Could you rewrite all the entries below with "Pin" changed to "Mark" and everything else left as it is?

_STORED ROWS:_
BEGIN

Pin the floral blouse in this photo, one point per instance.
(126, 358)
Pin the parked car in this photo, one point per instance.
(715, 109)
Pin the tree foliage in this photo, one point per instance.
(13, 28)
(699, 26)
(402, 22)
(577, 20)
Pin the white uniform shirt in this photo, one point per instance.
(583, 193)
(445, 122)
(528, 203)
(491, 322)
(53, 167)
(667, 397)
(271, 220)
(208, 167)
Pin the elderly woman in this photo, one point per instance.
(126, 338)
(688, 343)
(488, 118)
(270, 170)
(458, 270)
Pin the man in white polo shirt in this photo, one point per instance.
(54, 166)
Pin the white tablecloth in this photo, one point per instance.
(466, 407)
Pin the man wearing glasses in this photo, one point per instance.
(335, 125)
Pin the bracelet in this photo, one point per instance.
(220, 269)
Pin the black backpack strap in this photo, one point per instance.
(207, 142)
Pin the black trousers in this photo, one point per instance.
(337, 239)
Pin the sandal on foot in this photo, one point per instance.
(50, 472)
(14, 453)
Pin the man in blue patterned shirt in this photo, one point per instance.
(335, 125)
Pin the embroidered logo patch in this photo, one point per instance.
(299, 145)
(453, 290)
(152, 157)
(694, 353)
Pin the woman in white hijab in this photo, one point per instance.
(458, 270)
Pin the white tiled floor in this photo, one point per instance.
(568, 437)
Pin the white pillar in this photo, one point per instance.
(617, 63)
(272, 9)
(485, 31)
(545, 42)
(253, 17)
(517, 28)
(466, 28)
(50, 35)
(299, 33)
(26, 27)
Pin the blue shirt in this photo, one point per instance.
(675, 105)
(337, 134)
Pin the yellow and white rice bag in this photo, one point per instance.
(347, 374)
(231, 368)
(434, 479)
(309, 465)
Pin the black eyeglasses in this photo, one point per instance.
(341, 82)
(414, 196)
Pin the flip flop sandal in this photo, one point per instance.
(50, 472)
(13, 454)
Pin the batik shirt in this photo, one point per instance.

END

_FULL SOLUTION:_
Mark the floral blouse in this photo, one point per instance.
(126, 358)
Mark the parked car in this photo, one point per instance.
(715, 109)
Mark the tree foliage in this photo, one point per instance.
(13, 28)
(699, 26)
(402, 22)
(577, 20)
Mark the white uniform shirt in this photo, one point per instance.
(583, 193)
(445, 122)
(528, 203)
(491, 322)
(53, 167)
(667, 397)
(271, 220)
(208, 167)
Mark the elderly woman in this photo, one point per instance.
(126, 338)
(688, 343)
(488, 118)
(270, 170)
(458, 270)
Mark the man in white polo shirt in this photo, one point per instance.
(54, 166)
Mark the white tablecloth in this photo, one point per instance.
(466, 407)
Mark the man wearing glasses in this photo, one point per instance.
(335, 125)
Mark the bracelet in this photo, one point per instance.
(220, 269)
Mark the black backpack strap in this photo, one point per instance.
(207, 142)
Mark the black trousers in this photo, one point per instance.
(337, 239)
Mark the sandal on foot in this photo, one point per instance.
(50, 472)
(14, 453)
Mark the man in blue patterned shirt in this photo, one point per instance.
(335, 125)
Mark the embroidered logo patch in this photo, one point per instance.
(299, 145)
(453, 290)
(152, 157)
(694, 353)
Mark the woman in white hijab in this photo, one point per instance.
(458, 270)
Mark the white tiled floor in this photo, one point per instance.
(568, 437)
Mark the white pillar in this photo, one point per instance.
(617, 63)
(272, 9)
(485, 31)
(545, 42)
(253, 17)
(517, 28)
(466, 28)
(50, 35)
(299, 33)
(26, 27)
Mark the blue shirt in this photo, one point per instance.
(675, 105)
(337, 134)
Mark the yellow and white rice bag in this photo, one point per instance.
(347, 374)
(231, 368)
(434, 479)
(309, 465)
Mark the black eyeglasses in this photo, one point per instance.
(341, 82)
(414, 196)
Mark the flip flop sandal in this photo, one point per instance.
(50, 472)
(13, 454)
Mark the batik shirt in this photo, one point per instance.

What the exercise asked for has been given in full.